THE TASK: Copy every item below word for word, but leave the pictures out.

MATERIAL FOR THIS TASK:
:::
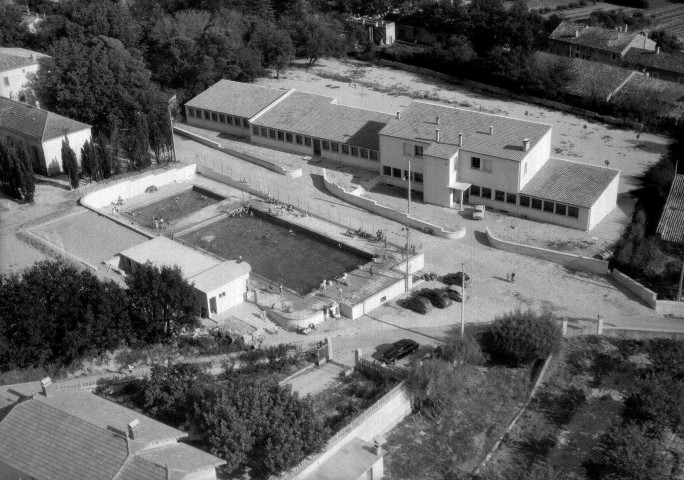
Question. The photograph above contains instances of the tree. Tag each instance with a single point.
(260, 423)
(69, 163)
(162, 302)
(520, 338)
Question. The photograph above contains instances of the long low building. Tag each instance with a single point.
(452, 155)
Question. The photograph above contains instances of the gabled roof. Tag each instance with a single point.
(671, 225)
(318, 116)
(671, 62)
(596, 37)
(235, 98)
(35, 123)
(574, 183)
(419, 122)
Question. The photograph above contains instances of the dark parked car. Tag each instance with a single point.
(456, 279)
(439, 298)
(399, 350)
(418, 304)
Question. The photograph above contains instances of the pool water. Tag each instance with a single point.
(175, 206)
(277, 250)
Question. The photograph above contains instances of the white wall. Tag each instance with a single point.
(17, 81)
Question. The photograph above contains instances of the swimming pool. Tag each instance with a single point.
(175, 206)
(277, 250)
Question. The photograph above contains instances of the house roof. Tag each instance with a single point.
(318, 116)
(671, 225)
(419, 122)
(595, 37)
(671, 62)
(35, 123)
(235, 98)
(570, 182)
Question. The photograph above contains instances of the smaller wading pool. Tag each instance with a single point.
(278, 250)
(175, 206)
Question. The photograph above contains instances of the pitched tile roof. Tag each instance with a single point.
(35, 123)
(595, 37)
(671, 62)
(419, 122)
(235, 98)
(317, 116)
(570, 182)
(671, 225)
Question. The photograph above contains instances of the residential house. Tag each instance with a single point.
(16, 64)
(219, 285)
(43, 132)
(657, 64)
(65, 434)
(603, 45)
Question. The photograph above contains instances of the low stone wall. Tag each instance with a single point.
:::
TASK OUTPUT:
Question. The photograph above contains instances of the tree. Tag each instance with a single point.
(260, 423)
(69, 163)
(162, 302)
(520, 338)
Question. The photograph above contains instances of the long low building. Tag each instance with a single point.
(452, 155)
Question. The photograph above contains instances of the gabled roof. Tag each instance with a single point.
(671, 225)
(318, 116)
(671, 62)
(596, 37)
(235, 98)
(35, 123)
(574, 183)
(419, 122)
Question. The photograph above contains instances of the dark parked car. Tag each instance with a single point.
(456, 279)
(439, 298)
(399, 350)
(418, 304)
Question. The photograph above contains instances of the pool water. Tag each instance with a single point.
(175, 206)
(277, 250)
Question. The photograph above contains instances of the white wall. Tag each instance with a single point.
(17, 81)
Question. The photograph above contains instances of the swimming pool. Tag each instance with a single point.
(175, 206)
(277, 250)
Question. The photograph above contains instances of the house roof. Tag each instance with a single point.
(318, 116)
(671, 225)
(419, 122)
(595, 37)
(671, 62)
(35, 123)
(235, 98)
(570, 182)
Question. The photograph above contains instances of the smaller wading pool. Tag each instance with a single point.
(278, 250)
(175, 206)
Question. The photograph above contains instances of the pitched tile roof. Tag each instance with a single point.
(35, 123)
(595, 37)
(671, 62)
(419, 122)
(235, 98)
(317, 116)
(570, 182)
(671, 225)
Question. The photograph above contains instances of the residential house. Tag each instance with a single point.
(16, 64)
(219, 285)
(43, 132)
(657, 64)
(65, 434)
(603, 45)
Question. The photograph above contains instances of the low stone wall. Tag each instance with a single point.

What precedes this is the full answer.